TEXT FOR ANALYSIS below:

Barron: Take a Break From TikTok Dances and Use the Quarantine to Increase Your Political Awareness Instead


Stairs of the Capitol Building in Salt Lake City (Courtesy Pxfuel)

By Morgan Barron, Opinion Writer


While bills that decriminalized polygamy, increased abortion restrictions and expanded access to medical marijuana grabbed headlines during Utah’s 2020 Legislative Session, the majority of proposed bills passed or failed on Capitol Hill without attracting the attention of the majority of Utahns. This is understandable, considering the volume of laws passed. More than 800 bills were proposed during this year’s 45-day legislative session and over 500 of them passed — numbers that are practically impossible to stay informed upon. But now that shelter-in-place orders begin to keep Utahns at home, some of their newfound time should be spent on catching up on what happened during this year’s legislative session.

What is and is not passed during the legislative session impacts all Utahns’ daily lives. During the 2020 session lawmakers “fundamentally changed” how public school funding is obtained, dedicated $10 million to the development of affordable housing and ignored all proposed gun safety bills, despite their popularity.

Legislators’ decisions have also had impacts on COVID-19 relief. After researching the city’s options, Salt Lake City Mayor Erin Mendenhall begrudgingly announced that the state alone has the authority to enact a rent freeze or a moratorium on evictions. Without help from the legislature, the city would be unable to protect residents impacted financially by the virus from homelessness. This is especially frustrating because if Rep. Jennifer Dailey-Provost’s H.B. 131 had been passed this past session, municipalities like Salt Lake City would be able to provide citizens with rent relief. Sadly, H.B. 131 was never permitted to move out of committee.

While lawmakers respond to angry voters, the depressing reality is that there is currently little constituent oversight on Capitol Hill. The majority of Utahns cannot even name their state legislators, so it is unrealistic to expect them to passionately read through dry bill drafts to formulate nuanced opinions on legislation that has already been considered. However, as the laws passed impact every aspect of our lives from air quality to civil rights, being informed is should be a priority for every Utahn. Gratefully, there are many local resources to begin learning about the past session.

End of TEXT FOR ANALYSIS.
LISTED ENTRIES below:

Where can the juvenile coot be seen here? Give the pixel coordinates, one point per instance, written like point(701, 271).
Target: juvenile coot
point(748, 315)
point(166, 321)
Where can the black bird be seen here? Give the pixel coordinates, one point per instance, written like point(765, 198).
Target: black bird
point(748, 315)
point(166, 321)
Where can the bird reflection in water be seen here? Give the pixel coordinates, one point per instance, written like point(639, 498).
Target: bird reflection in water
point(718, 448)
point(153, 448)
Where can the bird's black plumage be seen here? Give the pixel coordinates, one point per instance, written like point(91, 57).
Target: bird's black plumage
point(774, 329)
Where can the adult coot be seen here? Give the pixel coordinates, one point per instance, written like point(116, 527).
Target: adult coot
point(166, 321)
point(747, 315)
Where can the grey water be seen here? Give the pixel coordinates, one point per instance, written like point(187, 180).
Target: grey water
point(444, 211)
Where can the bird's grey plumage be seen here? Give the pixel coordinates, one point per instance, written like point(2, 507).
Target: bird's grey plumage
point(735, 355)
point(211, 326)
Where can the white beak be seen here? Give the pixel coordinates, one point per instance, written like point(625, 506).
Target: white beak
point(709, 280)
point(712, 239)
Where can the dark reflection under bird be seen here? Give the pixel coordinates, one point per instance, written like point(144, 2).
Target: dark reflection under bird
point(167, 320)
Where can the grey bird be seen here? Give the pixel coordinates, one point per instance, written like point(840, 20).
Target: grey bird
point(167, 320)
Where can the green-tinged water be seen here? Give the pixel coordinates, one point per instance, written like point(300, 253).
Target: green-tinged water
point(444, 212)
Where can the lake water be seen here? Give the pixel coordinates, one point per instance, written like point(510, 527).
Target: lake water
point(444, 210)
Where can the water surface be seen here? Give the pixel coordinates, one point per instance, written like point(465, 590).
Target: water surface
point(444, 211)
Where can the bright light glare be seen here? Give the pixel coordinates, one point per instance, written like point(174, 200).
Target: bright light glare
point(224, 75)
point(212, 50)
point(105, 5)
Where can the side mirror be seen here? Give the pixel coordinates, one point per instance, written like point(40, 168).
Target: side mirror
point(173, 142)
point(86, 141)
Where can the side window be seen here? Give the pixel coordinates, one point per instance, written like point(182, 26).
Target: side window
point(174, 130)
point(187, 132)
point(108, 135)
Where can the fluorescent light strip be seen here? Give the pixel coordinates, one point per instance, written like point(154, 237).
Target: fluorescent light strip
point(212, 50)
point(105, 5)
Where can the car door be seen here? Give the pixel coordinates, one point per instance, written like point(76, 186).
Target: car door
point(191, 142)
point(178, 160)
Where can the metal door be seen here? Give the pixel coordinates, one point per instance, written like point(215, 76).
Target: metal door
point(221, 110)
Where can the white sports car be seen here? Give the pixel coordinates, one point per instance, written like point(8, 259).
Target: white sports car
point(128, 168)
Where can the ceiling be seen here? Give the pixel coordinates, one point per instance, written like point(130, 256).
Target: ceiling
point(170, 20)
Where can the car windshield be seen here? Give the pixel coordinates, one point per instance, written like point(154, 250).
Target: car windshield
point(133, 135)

End of LISTED ENTRIES.

- _WHAT TO WORK ON_:
A - According to the opinion piece on Utah's 2020 legislative session, how many bills were proposed during that session?
B - List the bills that the opinion piece on Utah's 2020 legislative session says grabbed headlines during that session.
C - Continue the opinion piece on Utah's 2020 legislative session, picking up after its last sentence.

- _SET OF ANSWERS_:
A - More than 800 bills were proposed.

B -
- Bills that decriminalized polygamy
- Bills that increased abortion restrictions
- Bills that expanded access to medical marijuana

C -
Fox13’s session recap, “What the Utah State Legislature did to your life this year,” is one of the most extensive recaps available for the 2020 session. It provides a quick overview with hyperlinks on hot-topic issues — like abortion and pornography — debated during the session. This recap also provides similar information on less approachable legislative topics like water rights and tourism. The Salt Lake Tribune has created a list of this session’s “winners” and “losers.” This resource goes beyond reporting if a bill was passed, instead discussing the ramifications for specific groups and the politics behind some of the session’s most controversial bills.

This past January, the Opinion Desk at the Daily Utah Chronicle was tasked with writing on proposed bills throughout the 2020 legislative session. The articles written as part of this project are some of our most compelling pieces, and we worked to inspire readers to write their representatives on behalf of a bill. These pieces still hold the power to educate Utahns on why a bill should have passed, why a bill should have been killed in committee and why it was so important that a bill was signed into law. Thankfully, readers still can email their representatives at any time to thank or admonish them for supporting a bill.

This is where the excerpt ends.